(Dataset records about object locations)

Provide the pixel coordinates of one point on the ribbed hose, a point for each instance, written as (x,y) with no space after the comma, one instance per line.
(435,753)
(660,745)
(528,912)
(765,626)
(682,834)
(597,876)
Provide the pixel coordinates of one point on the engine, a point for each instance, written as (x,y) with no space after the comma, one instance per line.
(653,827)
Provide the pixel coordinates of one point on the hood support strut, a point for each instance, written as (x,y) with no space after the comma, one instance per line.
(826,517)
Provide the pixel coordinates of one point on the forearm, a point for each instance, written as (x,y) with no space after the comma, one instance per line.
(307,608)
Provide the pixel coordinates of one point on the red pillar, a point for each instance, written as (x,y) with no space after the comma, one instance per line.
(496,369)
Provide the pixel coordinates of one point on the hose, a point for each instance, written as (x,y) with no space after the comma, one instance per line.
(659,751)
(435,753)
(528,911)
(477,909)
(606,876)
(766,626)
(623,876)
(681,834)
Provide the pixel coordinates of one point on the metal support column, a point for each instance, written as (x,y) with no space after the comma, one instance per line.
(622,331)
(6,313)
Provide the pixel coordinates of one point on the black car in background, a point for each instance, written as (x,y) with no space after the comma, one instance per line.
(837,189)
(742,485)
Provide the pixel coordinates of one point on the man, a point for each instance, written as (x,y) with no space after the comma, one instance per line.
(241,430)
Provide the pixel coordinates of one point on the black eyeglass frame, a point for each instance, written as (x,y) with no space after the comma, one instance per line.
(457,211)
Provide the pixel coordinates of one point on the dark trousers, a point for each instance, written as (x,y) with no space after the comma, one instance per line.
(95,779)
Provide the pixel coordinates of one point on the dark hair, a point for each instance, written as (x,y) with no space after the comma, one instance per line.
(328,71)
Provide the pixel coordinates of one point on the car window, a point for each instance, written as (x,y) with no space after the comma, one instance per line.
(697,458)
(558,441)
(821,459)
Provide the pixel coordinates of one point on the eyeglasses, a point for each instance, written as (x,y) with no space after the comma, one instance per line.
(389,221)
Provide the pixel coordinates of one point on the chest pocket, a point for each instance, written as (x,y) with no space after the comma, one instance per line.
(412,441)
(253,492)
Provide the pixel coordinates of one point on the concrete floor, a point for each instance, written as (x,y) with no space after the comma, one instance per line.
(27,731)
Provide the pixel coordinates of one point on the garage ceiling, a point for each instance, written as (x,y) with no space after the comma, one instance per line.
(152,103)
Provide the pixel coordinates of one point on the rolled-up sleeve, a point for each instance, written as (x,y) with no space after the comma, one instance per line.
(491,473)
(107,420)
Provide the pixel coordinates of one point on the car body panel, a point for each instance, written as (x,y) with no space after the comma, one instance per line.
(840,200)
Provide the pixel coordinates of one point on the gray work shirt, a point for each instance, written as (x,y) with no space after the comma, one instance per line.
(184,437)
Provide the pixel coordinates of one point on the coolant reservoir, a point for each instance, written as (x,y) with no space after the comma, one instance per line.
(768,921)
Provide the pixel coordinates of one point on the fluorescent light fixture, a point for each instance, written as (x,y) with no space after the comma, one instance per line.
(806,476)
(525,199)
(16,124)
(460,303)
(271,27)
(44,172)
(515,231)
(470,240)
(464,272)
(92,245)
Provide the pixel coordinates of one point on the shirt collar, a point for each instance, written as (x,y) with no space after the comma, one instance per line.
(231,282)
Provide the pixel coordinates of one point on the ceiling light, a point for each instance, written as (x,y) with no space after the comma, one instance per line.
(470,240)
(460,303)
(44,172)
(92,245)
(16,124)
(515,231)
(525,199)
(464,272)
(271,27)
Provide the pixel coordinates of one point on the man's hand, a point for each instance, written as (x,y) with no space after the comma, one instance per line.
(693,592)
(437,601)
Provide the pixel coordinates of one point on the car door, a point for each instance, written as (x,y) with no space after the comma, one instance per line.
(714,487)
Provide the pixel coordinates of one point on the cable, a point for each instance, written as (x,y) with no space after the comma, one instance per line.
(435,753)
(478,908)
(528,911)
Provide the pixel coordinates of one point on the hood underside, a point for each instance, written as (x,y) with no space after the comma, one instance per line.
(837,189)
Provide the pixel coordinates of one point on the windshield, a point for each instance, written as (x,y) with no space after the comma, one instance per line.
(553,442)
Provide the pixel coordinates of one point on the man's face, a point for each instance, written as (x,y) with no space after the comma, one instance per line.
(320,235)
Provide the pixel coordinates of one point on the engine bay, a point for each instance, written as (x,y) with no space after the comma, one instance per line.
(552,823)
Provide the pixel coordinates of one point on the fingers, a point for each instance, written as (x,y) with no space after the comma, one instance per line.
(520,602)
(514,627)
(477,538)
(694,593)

* **SHORT TASK**
Copy the material above, line for line.

* **RESPONSE BELOW**
Provide the pixel coordinates of one point on the ribbed hose, a point for each instance, written as (x,y) with no space after the comma, one instance per line.
(435,753)
(660,745)
(528,912)
(765,626)
(682,834)
(597,876)
Provide the pixel coordinates of one point on the engine, a point for each instance, written as (x,y) with no space after the comma, one instance per line.
(653,827)
Provide the pixel coordinates of one point on the hood support strut, a point for each instance, written as (x,y) with no space after the comma, one instance per line.
(826,517)
Provide the pixel coordinates of one point on the forearm, a point for each instance, written as (x,y) with no space after the comma, one instance per line.
(307,608)
Provide the pixel coordinates of one point on the red pillar, a point for each instance, written as (x,y) with no space after the comma, one instance per line.
(496,369)
Provide the pixel coordinates of one point on the hose, a point for each instance, written as (x,y) with no space after the comma, one instance per line.
(659,751)
(435,753)
(528,911)
(477,909)
(606,876)
(766,626)
(623,876)
(681,834)
Provide the pixel coordinates of one point on the metal support column, a point for each instance, written as (x,y) with no space after the comma, one instance per line.
(622,331)
(6,313)
Provide the pixel coordinates of one point on the black car in background, a point for each instance, written as (x,y) with no space after the comma, one instance per line.
(837,189)
(742,485)
Provide the pixel coordinates of one point on the man, a point for each instance, written as (x,y) with no space after the comma, one instance per line.
(241,430)
Provide the pixel coordinates of one point on the black eyeglass frame, a point for each instance, written as (x,y) with no space after the comma, one instance per line.
(457,211)
Provide the pixel coordinates of one point on the dark trousers, a point for each instance, written as (x,y) with no space after the comma, one instance per line.
(95,779)
Provide the pixel coordinates of one point on the dark hair, a point for each instance, written as (x,y) with no space after the comma, one instance per line.
(328,71)
Provide the pixel coordinates of one point on the car window, a point for each instance, written as (x,y) with no space after the comma, one instance per line.
(697,458)
(558,441)
(821,459)
Provide the pixel coordinates of one point on the eyeglasses, a point for each instance, written as (x,y) with no space after the comma, one instance per line.
(389,221)
Provide the pixel coordinates of one point on the chest pocket, a point for each instance, written as (x,y) with no space after the comma, one instance per line.
(412,441)
(253,492)
Provide the pixel coordinates of one point on the concrete floor, a point for each instance, written as (x,y) with no space after the comma, one instance per line.
(27,731)
Provide the pixel coordinates of one point on the garage ceiling, a point for each instance, written as (x,y) with no space after the comma, one instance per line.
(152,103)
Provide the pixel coordinates of one point on the rolled-up sleeve, a point for each instance, written as (x,y) with no space after the comma, one instance per line.
(491,473)
(107,420)
Provide the pixel coordinates of one point on the car body panel, a point for each instance, written as (x,y) with no space after the comma, one instance per line.
(840,200)
Provide the pixel coordinates of one point on the gray work shirt, a point for each instance, written as (x,y) with no space after the comma, one instance per line.
(184,437)
Provide the pixel coordinates of one point on the coolant reservoir, a point for each instance, written as (x,y) with no space after the comma, one instance per line.
(768,921)
Provide the pixel coordinates of one point on the fluorescent light fixture, a point for each instance, written as (x,y) with no space after the comma, one instance per line.
(806,476)
(525,199)
(16,124)
(460,303)
(271,27)
(44,172)
(515,231)
(470,240)
(464,272)
(92,245)
Provide the pixel coordinates of one point on the shirt collar, a point for each instance, written as (x,y) with no space after the comma, one instance per line.
(231,282)
Provide the pixel coordinates of one point on the ceiling light, a point for each instance, written as (x,y) with no space after the comma, one instance per line.
(470,240)
(460,303)
(44,172)
(92,245)
(16,124)
(515,231)
(525,199)
(464,272)
(271,27)
Provide the pixel coordinates of one point on the man's hand, a point for each instance, written as (x,y) with no space after the comma, one instance per line.
(693,592)
(437,601)
Provide the pixel coordinates of one point on the car door, a point for each instance, written as (x,y) with no space after the comma, one instance per line.
(714,487)
Provide the pixel coordinates of one point on the cable, a point for each instance, written as (x,y) with no space after the comma, one instance per line.
(435,753)
(478,908)
(528,911)
Provide the pixel coordinates of one point on the hood underside, a point for each instance, written as (x,y) with no space after the comma, one instance per line.
(837,189)
Provide the pixel coordinates of one point on the windshield, a point for each instance, written as (x,y) with no space after the comma, one instance per line.
(553,442)
Provide the pixel coordinates of one point on the man's face, a point for each instance, written as (x,y) with no space after the comma, one instance per line.
(320,235)
Provide the pixel coordinates of one point on the engine bay, a point for each instance, written as (x,y) with no space after the comma, one instance per line.
(552,823)
Provide the pixel coordinates of one point on the fingers, a point for each instance, written as (x,y) with no space after the comma, one instance per line.
(520,602)
(514,627)
(477,538)
(694,593)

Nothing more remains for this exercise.